** Problems and tasks **
- a) From the passage on Ham Yard, return the span that begins at "Ham Yard was" and stops after "a a table.)".
- b) Take the Ham Yard history further, picking up after its last sentence.

** Document passage **
Revisiting Ham Yard: I have a special occasion coming up next week and my research for a special pre-theatre dinner restaurant led me to, among others, a new Japanese restaurant in Ham Yard. (Engawa – anyone heard of it or have any experience of it?)
Ham Yard properly belongs in the ‘gastronomy street names’. Food played a large part in the naming of taverns – and hence London streets; often the speciality of the house would be featured in the sign. There was a Ham tavern here as early as 1739 and there was also once a Tudor mill in this area (commemorated in Great Windmill Street). The Ham tavern became the Ham and Windmill, was renamed the Lyric in 1890 and still stands there today.
Ham Yard was once the congregation point for London’s ‘sandwich men’, which is only a mental hop, skip, and jump to the Earl of Sandwich, John Montagu, who is popularly believed to have created the sandwich because he did not to move from his gaming table and ordered some meat between two slices of bread so that it would be easier to eat. (Another version is that he came up with the concept when he was working at a desk rather than gambling at a a table.)
Still, the Earl was a ‘bit of a one’ as the expression goes, and whether his sandwich came about because of work or play, he was a member of the notorious Knights of St. Francis of Wycombe, otherwise known as the Hellfire Club. Another member was the radical journalist John Wilkes, who had one of the best comeback lines in history.

** The data **
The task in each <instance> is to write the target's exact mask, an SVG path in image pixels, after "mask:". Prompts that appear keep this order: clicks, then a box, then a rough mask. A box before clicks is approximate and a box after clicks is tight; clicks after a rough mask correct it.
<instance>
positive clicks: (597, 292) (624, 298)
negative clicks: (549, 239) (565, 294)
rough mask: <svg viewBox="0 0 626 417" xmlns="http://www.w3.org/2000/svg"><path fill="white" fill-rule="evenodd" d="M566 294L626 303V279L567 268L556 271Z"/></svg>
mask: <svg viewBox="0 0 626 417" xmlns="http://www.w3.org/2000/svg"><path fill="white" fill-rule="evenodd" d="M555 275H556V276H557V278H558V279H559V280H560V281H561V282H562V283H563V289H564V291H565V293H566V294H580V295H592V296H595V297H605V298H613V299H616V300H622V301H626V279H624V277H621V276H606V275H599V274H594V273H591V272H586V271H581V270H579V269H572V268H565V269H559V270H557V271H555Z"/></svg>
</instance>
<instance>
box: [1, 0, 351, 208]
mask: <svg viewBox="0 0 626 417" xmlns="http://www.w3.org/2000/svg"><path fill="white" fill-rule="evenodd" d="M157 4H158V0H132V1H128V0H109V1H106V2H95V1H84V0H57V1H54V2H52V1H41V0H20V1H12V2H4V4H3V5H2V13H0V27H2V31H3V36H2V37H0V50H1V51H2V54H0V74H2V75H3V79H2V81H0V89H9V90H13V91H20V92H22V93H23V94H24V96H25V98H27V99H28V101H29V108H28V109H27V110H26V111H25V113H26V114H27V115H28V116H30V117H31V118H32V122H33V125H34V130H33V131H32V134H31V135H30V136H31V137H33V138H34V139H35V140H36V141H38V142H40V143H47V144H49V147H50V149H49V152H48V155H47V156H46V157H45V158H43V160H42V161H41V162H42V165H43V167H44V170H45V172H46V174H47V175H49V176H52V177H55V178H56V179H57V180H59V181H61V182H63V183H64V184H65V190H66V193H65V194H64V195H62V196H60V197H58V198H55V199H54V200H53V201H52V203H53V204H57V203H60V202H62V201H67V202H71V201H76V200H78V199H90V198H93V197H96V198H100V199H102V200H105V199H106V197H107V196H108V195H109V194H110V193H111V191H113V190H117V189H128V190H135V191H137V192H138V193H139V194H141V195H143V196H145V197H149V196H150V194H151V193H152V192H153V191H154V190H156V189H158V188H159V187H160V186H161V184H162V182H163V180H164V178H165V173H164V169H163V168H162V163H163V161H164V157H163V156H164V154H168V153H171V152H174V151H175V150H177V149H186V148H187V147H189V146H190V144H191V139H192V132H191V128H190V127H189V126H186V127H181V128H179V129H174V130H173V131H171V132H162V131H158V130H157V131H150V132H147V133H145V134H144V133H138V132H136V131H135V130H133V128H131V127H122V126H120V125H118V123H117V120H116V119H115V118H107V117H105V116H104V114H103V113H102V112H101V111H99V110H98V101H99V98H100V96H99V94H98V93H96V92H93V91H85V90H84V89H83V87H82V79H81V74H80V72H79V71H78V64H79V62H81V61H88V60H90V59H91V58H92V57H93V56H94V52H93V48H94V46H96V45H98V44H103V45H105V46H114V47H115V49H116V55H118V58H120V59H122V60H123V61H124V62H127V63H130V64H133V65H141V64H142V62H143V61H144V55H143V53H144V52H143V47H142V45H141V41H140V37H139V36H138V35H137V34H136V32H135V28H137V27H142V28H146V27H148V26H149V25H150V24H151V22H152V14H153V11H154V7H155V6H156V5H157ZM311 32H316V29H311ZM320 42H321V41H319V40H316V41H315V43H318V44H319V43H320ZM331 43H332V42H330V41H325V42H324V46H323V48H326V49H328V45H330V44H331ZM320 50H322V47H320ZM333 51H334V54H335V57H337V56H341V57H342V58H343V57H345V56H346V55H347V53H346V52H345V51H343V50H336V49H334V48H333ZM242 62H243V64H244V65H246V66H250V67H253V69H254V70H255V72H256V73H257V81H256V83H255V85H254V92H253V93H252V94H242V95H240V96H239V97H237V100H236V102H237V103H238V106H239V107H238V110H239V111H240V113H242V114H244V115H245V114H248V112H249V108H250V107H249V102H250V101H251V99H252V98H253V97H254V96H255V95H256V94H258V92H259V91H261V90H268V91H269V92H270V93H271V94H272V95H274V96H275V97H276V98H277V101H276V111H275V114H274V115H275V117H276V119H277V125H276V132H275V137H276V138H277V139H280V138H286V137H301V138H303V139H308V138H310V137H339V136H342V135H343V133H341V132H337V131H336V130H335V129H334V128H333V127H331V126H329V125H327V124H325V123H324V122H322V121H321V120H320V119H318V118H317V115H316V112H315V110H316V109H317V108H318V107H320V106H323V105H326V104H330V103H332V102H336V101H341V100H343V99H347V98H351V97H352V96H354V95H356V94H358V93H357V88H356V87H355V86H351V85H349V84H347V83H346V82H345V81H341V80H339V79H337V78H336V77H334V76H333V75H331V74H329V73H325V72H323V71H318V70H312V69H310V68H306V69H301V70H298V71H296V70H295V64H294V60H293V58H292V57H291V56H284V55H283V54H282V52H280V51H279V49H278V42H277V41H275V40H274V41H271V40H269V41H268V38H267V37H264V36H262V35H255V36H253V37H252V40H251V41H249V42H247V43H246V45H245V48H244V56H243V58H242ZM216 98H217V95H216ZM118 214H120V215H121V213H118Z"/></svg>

** Task-by-task results **
- a)
Ham Yard was once the congregation point for London’s ‘sandwich men’, which is only a mental hop, skip, and jump to the Earl of Sandwich, John Montagu, who is popularly believed to have created the sandwich because he did not to move from his gaming table and ordered some meat between two slices of bread so that it would be easier to eat. (Another version is that he came up with the concept when he was working at a desk rather than gambling at a a table.)

- b)
Wilkes, quick-witted and acerbic, is one of the people to whom the following is attributed: when Sandwich said to him, “Sir, I do not know if you will die on the gallows or of the pox,” Wilkes replied, “That, my lord, depends on whether I embrace your lordship’s principles or your mistress.”

But back to gastronomy and street names; in particular, pig-related streets. In addition to Ham Yard there is also a Bacon Street in East London, described as a ‘drab little turning off Brick Lane’; a Bacon’s Lane in Highgate, and a Bacon Grove in Bermondsey.
Bacon Street, the origin of the name of which I am still investigating, may be most famous for its ‘king’: Charlie Burns, who died in 2012 aged 96. He grew up in the street and ran the family business there, visiting it every day until his death. For a in-depth look at Burns, there is a fascinating article about him on the Spitalfields Life website.
Bacons Lane in Highgate is named after Sir Francis Bacon; it marks the spot of the house where he died, a victim of his own thirst for knowledge: he contracted pneumonia after investigating the principles of refrigeration, a pursuit that involved him stuffing a fowl with snow to see if it would preserve the meat.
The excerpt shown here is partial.